Blanca Tidemand, who was a member of the Danish Resistance during World War II and helped Jews to escape to safety, died of complications from a fractured neck Feb. 10 at Stella Maris Hospice in Timonium. She was 92 and lived in Mays Chapel Village.
Born Blanca Petersen in Marstal, Denmark, she was the daughter of a sea captain. She completed high school and was a gymnast and piano player.
She married Odin Tidemand in 1938 and moved to Copenhagen. After Germany occupied the country during World War II, she and her husband became active in the Danish Resistance. They played a role in delivering information detailing the location of German bomb factories on the island of Fanoe to Allied forces in England.
During this time, her husband was an assistant minister of fisheries in Esbjerg and helped coordinate the destruction of Nazi trains taking food from Denmark to Germany.
"My mother attended secret Danish Resistance training sessions in Esbjerg and learned to shoot a rifle with other Resistance wives," said her son, Odin Tidemand of Silver Spring. "After having to escape from Esbjerg to Copenhagen, they became involved in providing safe transport for Jews from Denmark to Sweden."
During this period, her first-born son, also named Odin, died of pneumonia at 12 months as a result of a lack of medical attention and a shortage of supplies that the occupying Germans controlled.
"My mother was strong and shared the responsibility of being a Resistance worker, always on the verge of being found out by the Nazis," her son said. "Throughout the war, my parents made sacrifices. They made sudden departures trying to avoid arrest in Copenhagen. They were harassed and threatened by the Gestapo in their home."
Her son said the Gestapo raided his parents' apartment many times. They threatened them at gunpoint and gave their daughter loaded guns to play with.
"She was putting her life out there as much as my father was," said her son, who said his father helped counterfeit gasoline and kerosene ration cards so Danish fishermen could transport Jews to neutral Sweden.
Her husband employed disguises and changed his name to Madsen. At one point, his makeover was so convincing that Mrs. Tidemand confused her husband with a Gestapo agent.
"Tricking the Nazis and staying on the move were everyday occurrences in their lives," her son said. "My mother and father's close friend and his son were shot in their front yard by Gestapo officers while their friend's school-age daughter was forced to watch. They were killed because of their Resistance activities."
In 1945, her husband was arrested by the Gestapo. He won his freedom by convincing the Nazis authorities that he was not the person they were looking for.
About this time, Mrs. Tidemand eluded capture by taking her young daughter and moving from hiding place to hiding place in Copenhagen.
After the war, she and her husband were administrators at a hospital for the criminally insane on the island of Livoe. There they improved the treatment of the inmates, her son said. "They took a dilapidated institution and made it into something."
In 1951, the family moved to Maryland when Mr. Tidemand feared there could be a Soviet invasion of Denmark. He became a maintenance superintendent at Towson University. Mrs. Tidemand took a job making circuit boards at Bendix Radio on Joppa Road in Towson. The coupled settled in Hamilton and later lived in Towson.
She learned English in a year and a half and told her friends she mastered the language by watching the Arthur Godfrey television show.
They also owned and sailed a Chesapeake Bay skipjack, the Patty Ann.
"Many times, on weekends at various yacht clubs, National Bohemian Brewery's skipjack, Chesterpeake, would moor next to my parents' boat, and visitors were invited aboard," her son said.
The coupled later moved to Winter Haven, Fla., where they belonged to the Hagar Club and the Scandinavian Club. They were also involved in building a replica of a Viking long ship. Mrs. Tidemand was known for her ability to tell stories and also sang Danish sea chanteys.
She returned to Baltimore seven years ago and lived in Mays Chapel and at Heart Homes in Lutherville.
Services were Wednesday at Hunt's Memorial Methodist Church in Riderwood, where she was a member.
In addition to her son, survivors include two daughters, Lone Azola of Towson and Yvonne Johnson of Atlanta; nine grandchildren; and six great-grandchildren. Her husband of 49 years died in 1987.

> _Exercise data_
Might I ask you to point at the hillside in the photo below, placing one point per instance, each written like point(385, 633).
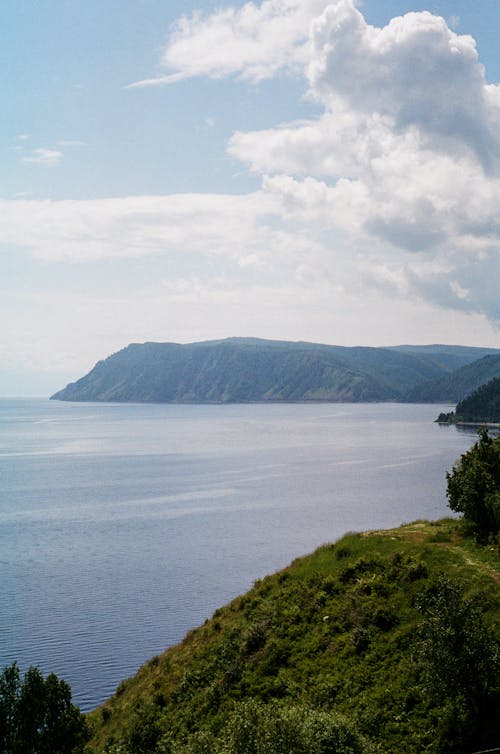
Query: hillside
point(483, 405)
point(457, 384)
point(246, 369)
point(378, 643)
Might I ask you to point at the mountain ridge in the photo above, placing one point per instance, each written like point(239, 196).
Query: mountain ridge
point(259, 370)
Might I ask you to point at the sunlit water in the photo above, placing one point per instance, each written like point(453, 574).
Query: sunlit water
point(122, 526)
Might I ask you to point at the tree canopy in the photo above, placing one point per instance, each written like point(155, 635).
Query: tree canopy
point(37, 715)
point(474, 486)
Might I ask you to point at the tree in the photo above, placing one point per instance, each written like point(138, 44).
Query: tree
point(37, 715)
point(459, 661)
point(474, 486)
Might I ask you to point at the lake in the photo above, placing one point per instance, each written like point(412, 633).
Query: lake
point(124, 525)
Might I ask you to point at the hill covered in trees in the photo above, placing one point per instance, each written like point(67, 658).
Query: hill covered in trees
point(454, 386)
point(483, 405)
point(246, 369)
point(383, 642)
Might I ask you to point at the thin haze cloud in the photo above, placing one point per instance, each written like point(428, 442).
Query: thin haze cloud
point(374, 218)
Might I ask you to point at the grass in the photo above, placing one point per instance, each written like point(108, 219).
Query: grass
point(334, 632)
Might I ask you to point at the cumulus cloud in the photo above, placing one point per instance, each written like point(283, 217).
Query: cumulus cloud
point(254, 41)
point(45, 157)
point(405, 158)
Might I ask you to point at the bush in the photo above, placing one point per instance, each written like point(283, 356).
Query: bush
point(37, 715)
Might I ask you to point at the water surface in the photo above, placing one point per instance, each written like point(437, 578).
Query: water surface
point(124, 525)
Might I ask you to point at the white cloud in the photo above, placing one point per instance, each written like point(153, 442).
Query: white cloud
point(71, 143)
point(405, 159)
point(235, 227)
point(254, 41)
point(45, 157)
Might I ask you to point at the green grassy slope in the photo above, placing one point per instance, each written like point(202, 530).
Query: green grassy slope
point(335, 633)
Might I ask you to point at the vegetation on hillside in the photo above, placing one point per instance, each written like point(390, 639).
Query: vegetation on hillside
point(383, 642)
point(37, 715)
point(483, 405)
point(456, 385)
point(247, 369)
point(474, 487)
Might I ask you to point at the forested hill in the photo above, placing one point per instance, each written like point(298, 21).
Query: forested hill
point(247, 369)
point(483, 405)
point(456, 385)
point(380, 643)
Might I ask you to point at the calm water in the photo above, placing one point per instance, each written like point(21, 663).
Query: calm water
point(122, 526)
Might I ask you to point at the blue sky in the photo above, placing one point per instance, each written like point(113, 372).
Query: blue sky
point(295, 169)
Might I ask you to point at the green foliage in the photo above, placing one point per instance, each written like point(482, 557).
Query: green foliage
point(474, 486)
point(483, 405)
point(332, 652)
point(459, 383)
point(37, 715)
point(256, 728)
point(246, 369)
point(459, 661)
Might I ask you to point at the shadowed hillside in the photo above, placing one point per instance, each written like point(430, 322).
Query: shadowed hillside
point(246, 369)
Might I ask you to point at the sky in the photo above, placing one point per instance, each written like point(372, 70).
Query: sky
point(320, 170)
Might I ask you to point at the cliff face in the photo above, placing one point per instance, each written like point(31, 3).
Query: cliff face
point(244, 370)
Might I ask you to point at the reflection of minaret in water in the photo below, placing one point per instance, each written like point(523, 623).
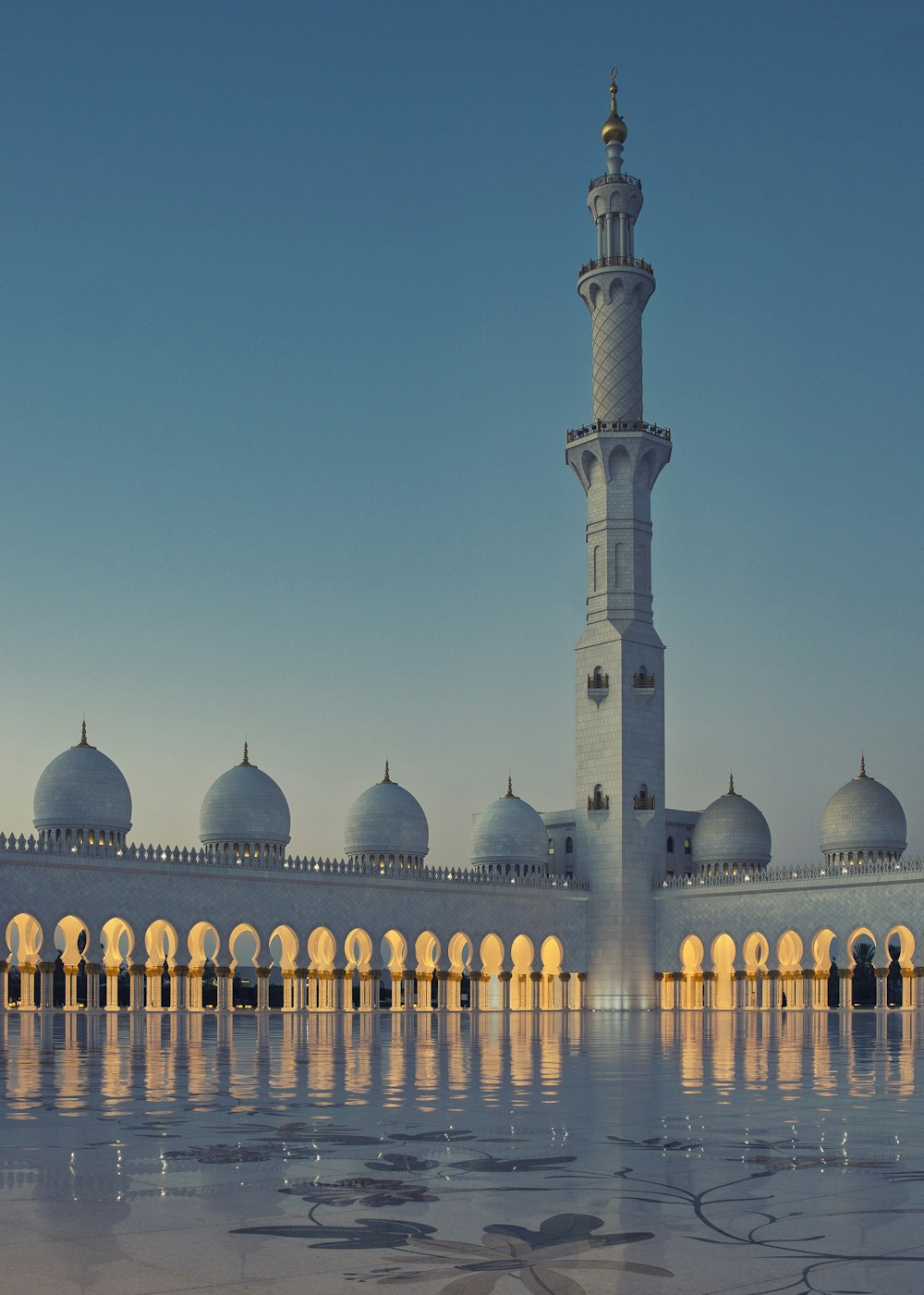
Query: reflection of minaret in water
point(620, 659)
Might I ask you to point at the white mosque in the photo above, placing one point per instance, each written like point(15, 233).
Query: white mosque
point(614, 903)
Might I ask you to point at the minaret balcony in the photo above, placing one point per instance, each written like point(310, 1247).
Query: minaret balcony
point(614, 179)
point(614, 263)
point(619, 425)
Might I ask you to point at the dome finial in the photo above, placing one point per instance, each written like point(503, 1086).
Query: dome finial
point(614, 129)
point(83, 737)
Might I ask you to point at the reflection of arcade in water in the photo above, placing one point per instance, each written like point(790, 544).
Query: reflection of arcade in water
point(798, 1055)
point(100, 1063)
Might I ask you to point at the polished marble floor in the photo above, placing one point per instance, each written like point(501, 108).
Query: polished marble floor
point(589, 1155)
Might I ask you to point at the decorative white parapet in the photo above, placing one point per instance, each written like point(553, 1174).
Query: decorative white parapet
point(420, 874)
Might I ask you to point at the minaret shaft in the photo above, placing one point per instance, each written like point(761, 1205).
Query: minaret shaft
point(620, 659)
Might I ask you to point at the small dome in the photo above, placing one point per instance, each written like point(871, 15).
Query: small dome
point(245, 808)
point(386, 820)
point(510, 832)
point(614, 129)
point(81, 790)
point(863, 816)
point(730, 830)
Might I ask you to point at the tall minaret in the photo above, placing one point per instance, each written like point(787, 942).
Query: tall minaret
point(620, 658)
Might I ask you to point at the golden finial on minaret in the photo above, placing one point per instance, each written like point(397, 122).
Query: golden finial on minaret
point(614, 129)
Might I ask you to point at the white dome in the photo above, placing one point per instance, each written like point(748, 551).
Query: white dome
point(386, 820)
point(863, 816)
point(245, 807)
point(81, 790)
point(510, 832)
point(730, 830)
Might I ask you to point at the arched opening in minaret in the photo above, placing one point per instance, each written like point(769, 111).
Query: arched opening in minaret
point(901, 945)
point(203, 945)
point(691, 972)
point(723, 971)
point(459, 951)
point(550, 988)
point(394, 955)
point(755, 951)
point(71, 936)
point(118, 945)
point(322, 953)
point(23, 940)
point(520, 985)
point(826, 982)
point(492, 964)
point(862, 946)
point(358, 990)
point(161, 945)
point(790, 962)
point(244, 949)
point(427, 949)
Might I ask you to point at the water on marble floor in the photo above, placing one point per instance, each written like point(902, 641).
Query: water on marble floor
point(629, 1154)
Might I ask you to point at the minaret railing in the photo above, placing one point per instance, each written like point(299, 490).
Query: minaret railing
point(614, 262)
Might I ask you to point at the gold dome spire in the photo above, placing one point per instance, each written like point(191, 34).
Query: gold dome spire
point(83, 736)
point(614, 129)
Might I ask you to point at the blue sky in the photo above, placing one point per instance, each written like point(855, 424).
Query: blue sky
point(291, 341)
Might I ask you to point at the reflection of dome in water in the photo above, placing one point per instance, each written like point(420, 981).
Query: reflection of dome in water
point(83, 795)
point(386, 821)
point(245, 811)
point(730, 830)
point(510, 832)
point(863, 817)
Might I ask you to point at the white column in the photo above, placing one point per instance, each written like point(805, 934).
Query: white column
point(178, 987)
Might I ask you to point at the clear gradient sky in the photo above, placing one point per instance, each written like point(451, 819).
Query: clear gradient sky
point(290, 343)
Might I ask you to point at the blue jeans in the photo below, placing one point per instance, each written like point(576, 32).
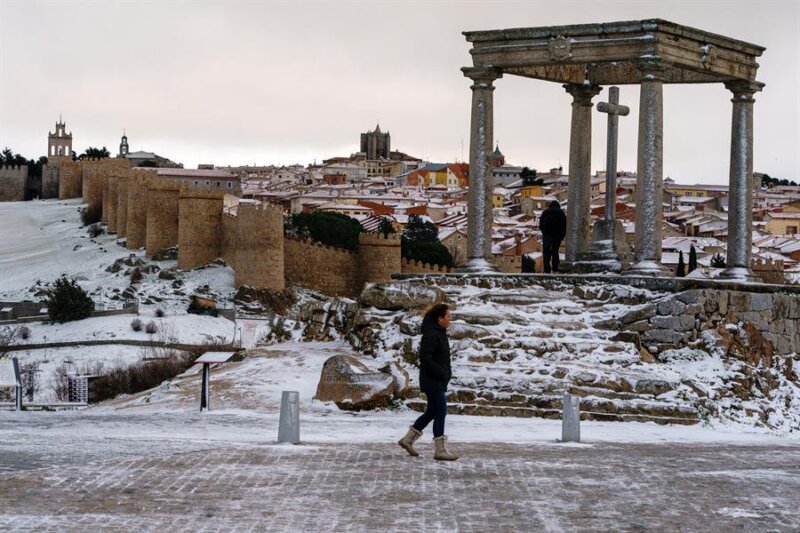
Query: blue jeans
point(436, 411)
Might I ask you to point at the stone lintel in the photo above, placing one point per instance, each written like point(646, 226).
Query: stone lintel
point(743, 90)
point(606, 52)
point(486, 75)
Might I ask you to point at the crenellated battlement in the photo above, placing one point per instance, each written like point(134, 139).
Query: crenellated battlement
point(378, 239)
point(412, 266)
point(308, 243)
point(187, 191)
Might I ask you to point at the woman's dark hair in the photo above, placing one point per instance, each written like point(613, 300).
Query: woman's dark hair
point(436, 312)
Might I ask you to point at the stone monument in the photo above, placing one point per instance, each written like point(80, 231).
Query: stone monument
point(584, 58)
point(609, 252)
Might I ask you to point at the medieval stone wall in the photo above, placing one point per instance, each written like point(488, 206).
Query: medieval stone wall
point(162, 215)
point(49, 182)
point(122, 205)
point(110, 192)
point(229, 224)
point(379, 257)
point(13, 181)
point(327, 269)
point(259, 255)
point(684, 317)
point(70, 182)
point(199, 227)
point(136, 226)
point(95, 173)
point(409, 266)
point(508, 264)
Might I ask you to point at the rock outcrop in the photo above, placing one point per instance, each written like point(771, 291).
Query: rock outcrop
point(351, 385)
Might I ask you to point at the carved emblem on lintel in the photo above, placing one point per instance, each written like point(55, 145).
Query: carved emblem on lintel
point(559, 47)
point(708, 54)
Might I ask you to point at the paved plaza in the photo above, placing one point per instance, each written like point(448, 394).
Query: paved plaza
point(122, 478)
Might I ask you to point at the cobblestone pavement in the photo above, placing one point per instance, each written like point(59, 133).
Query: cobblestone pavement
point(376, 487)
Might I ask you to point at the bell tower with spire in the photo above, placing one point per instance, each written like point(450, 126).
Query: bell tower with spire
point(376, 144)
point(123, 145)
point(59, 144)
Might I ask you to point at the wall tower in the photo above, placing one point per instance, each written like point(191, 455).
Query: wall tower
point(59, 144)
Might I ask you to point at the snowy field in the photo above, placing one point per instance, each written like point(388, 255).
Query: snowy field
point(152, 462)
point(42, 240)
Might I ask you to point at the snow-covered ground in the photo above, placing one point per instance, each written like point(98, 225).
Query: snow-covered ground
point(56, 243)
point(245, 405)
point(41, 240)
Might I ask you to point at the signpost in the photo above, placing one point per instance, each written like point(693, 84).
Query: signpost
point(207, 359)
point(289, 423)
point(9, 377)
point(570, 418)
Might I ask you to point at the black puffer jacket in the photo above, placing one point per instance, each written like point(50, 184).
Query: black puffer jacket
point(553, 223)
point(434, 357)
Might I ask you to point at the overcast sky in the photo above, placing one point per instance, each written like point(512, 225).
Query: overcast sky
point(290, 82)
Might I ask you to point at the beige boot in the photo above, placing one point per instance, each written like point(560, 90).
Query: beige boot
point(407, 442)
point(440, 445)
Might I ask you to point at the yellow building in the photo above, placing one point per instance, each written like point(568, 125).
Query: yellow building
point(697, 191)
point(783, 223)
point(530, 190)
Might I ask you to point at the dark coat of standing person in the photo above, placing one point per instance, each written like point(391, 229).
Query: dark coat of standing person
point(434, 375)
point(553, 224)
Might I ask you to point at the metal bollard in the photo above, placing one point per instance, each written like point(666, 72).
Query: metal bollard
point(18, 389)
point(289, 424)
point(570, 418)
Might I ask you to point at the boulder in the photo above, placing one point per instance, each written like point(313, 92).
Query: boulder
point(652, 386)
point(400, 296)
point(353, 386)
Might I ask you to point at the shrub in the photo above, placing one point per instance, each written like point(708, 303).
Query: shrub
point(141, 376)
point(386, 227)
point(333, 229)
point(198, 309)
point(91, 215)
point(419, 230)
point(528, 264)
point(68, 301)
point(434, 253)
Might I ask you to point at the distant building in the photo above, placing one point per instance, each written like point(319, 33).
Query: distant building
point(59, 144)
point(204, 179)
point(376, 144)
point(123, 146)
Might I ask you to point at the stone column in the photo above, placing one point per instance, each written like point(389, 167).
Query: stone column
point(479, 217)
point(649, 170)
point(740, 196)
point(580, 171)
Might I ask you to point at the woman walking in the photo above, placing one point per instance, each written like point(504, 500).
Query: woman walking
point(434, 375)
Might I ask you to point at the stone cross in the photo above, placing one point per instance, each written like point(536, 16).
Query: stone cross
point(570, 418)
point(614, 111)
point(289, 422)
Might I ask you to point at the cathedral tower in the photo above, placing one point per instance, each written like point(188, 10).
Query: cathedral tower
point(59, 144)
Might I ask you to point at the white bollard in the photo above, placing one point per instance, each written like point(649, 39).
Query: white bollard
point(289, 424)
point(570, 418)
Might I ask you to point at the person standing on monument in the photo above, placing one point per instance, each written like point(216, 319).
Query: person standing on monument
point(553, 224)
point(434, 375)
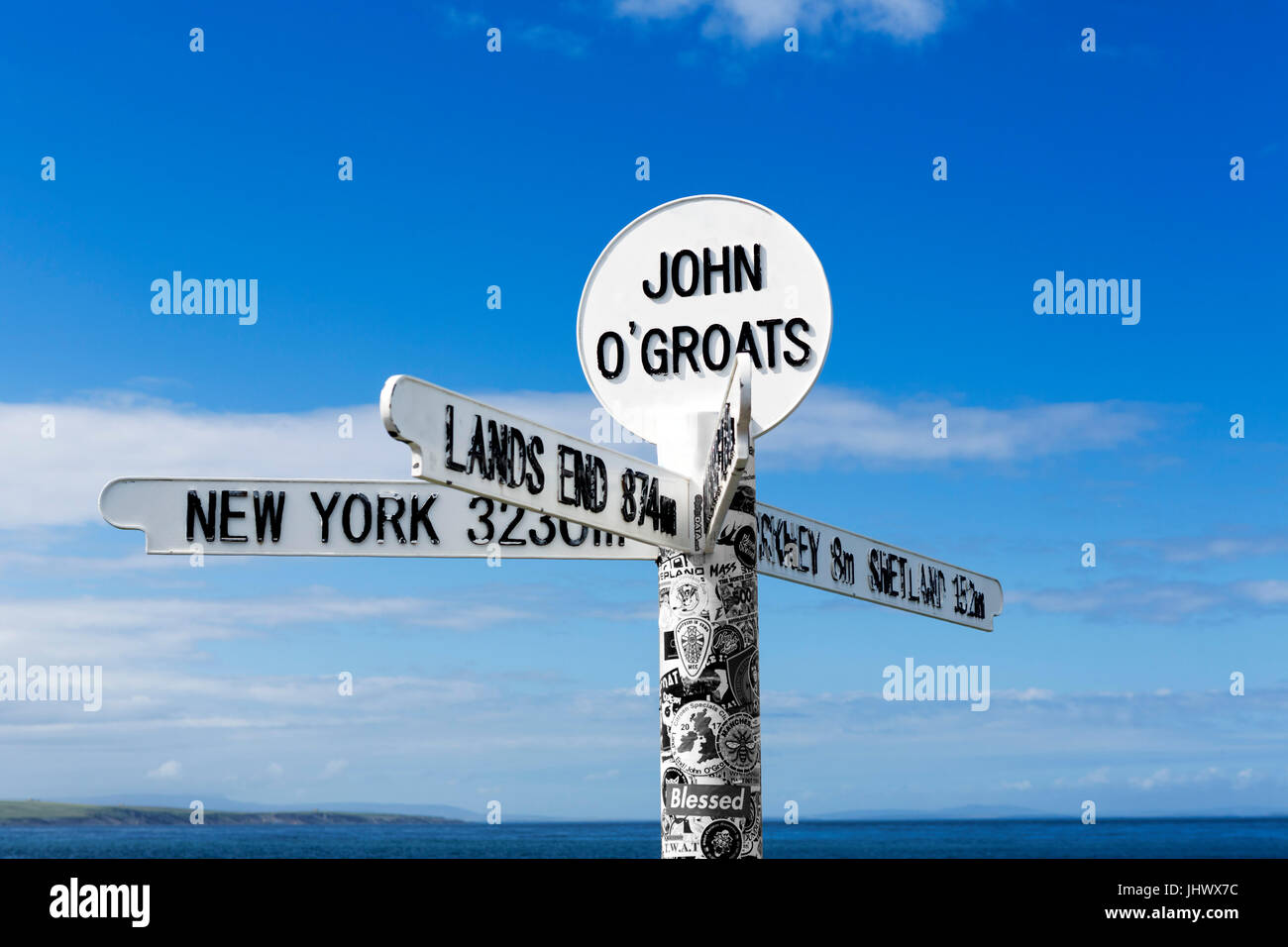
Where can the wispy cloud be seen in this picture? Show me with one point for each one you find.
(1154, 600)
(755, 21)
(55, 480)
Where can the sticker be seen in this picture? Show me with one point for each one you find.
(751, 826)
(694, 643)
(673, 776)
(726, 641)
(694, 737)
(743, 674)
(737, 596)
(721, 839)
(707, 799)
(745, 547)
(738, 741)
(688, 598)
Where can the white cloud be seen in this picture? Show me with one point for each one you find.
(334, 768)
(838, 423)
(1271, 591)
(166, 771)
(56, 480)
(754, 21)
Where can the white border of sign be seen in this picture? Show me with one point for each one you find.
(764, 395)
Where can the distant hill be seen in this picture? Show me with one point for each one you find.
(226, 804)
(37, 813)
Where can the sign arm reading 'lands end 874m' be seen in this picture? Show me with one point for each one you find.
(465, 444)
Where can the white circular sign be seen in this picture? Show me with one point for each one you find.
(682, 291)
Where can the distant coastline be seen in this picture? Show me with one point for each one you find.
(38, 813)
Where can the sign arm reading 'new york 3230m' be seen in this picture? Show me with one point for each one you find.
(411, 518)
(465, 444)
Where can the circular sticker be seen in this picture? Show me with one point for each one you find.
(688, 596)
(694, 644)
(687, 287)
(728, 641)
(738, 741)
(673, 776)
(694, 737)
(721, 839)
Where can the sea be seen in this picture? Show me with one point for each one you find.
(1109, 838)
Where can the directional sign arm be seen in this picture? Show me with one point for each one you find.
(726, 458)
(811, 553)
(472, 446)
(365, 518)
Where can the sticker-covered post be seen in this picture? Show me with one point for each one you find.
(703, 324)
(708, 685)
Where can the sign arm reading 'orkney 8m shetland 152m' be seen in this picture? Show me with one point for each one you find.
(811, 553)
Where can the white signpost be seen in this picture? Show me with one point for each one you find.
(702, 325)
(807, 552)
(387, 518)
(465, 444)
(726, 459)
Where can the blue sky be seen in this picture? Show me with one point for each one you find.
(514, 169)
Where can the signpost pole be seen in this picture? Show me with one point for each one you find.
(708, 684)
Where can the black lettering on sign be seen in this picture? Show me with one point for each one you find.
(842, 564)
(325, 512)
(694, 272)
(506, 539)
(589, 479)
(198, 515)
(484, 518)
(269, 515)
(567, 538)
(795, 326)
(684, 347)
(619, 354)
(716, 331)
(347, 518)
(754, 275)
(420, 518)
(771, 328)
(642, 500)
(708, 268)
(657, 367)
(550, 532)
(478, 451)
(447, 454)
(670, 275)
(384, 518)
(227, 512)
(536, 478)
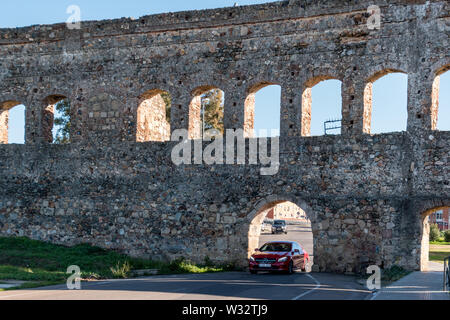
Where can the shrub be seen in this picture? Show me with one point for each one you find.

> _Requirement 1_
In the obituary, how did Blanca Tidemand say she mastered English?
> _Requirement 2_
List every survivor whom the obituary names individually.

> _Answer box 1_
By watching the Arthur Godfrey television show.

> _Answer box 2_
- Odin Tidemand of Silver Spring, her son
- Lone Azola of Towson, her daughter
- Yvonne Johnson of Atlanta, her daughter